Which lines below contain the string "hand", with case counting? Show every one of them in full.
## begin
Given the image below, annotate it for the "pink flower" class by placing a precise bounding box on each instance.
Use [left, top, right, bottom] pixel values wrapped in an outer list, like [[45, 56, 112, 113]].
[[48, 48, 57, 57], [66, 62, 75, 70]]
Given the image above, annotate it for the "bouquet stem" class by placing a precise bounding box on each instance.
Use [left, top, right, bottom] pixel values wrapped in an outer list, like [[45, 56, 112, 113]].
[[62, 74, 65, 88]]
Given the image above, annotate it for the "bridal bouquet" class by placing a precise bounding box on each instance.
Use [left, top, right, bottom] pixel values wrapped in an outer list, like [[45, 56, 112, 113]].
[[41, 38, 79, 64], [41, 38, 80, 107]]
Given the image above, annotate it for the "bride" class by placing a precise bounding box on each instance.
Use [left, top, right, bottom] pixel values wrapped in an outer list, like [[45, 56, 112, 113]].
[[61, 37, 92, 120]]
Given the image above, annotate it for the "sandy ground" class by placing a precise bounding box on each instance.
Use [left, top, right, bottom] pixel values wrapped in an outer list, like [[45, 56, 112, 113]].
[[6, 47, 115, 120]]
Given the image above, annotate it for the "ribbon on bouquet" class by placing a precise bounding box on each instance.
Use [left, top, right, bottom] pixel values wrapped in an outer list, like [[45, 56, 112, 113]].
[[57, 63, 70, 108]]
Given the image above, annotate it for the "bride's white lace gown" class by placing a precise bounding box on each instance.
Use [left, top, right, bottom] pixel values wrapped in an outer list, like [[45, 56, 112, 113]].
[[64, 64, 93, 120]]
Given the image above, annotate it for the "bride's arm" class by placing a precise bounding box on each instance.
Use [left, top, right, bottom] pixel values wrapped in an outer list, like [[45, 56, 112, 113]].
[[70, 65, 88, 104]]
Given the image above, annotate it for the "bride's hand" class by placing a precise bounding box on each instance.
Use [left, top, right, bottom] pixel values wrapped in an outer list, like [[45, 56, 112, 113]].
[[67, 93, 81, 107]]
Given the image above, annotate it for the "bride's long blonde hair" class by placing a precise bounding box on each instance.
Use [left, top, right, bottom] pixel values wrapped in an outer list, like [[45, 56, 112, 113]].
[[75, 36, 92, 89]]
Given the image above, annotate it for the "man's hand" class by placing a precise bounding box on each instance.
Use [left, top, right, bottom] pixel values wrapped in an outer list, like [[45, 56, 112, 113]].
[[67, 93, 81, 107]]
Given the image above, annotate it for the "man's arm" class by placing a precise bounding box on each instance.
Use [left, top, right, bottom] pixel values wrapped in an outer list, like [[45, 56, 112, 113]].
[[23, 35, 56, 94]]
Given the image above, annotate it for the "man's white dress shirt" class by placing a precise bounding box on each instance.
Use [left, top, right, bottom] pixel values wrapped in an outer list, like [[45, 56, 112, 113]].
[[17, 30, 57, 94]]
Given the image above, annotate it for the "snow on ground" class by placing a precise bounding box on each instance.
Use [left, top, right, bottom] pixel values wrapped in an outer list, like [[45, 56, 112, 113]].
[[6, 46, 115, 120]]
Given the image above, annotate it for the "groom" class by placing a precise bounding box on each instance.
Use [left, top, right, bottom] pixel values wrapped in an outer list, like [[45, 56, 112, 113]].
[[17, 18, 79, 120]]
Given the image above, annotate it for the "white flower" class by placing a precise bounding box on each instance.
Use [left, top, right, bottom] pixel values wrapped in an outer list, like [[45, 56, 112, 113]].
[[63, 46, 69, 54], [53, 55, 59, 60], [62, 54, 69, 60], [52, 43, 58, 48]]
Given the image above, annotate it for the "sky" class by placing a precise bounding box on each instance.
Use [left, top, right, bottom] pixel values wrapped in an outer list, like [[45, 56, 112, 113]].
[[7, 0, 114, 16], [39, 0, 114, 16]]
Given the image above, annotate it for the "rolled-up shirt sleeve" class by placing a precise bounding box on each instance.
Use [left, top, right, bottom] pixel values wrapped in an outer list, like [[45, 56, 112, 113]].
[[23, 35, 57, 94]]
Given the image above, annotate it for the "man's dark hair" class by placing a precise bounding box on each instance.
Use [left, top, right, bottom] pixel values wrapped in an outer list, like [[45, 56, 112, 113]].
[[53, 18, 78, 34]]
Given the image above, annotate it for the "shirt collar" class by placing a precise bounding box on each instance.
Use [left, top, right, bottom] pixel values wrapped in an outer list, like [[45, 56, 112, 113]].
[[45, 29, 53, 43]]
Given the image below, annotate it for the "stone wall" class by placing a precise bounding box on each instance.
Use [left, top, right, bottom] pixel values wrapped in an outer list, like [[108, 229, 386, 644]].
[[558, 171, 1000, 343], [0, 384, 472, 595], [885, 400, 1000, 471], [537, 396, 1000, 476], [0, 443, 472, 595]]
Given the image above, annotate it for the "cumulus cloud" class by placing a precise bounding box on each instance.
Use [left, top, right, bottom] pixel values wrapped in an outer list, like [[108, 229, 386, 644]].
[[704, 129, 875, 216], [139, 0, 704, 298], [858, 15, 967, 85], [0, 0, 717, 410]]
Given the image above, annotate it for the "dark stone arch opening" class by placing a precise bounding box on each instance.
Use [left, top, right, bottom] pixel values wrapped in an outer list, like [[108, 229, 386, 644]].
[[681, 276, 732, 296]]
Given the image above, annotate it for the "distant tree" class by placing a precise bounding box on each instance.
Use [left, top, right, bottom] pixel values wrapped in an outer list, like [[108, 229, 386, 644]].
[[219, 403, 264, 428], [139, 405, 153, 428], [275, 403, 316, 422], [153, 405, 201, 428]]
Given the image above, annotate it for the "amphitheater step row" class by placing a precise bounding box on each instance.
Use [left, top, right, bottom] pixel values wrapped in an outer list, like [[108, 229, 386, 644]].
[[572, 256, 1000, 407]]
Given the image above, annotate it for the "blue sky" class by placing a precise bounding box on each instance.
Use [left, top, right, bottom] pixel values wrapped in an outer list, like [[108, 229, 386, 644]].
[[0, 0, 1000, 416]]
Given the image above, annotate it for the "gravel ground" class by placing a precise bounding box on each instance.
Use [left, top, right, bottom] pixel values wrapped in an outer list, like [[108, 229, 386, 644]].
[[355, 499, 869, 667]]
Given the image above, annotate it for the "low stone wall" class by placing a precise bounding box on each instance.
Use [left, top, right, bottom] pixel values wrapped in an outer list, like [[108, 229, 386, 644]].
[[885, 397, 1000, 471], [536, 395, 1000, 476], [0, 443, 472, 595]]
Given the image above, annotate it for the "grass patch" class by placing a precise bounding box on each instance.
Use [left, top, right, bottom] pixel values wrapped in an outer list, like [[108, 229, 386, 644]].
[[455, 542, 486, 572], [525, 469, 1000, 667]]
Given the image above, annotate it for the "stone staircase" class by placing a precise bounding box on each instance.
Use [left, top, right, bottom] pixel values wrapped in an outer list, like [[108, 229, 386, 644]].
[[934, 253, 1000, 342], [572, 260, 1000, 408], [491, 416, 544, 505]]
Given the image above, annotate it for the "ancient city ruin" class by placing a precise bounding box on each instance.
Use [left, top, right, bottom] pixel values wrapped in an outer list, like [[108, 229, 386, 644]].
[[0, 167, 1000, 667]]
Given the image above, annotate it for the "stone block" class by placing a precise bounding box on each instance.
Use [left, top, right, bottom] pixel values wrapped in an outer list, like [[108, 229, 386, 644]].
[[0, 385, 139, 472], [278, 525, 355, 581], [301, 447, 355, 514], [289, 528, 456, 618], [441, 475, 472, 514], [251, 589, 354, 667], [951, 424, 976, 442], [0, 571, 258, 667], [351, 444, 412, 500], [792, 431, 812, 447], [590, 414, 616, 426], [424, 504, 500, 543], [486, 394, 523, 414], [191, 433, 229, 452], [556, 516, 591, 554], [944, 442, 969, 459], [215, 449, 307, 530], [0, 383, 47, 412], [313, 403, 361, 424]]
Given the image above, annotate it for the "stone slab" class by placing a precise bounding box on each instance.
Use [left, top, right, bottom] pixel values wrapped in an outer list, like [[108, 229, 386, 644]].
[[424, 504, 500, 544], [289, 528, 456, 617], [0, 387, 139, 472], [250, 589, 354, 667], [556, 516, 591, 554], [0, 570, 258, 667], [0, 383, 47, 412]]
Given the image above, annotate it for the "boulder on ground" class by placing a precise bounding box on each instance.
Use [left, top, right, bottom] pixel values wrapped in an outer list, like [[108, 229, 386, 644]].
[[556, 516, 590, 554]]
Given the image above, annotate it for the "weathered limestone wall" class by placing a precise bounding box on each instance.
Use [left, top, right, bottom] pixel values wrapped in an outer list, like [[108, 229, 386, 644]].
## end
The answer
Given the image above, annotate it for the "bride's hand" class by placing a precise bounding box on each instance.
Given the image above, annotate it for the "man's hand" class by placing a precise bounding box on each instance.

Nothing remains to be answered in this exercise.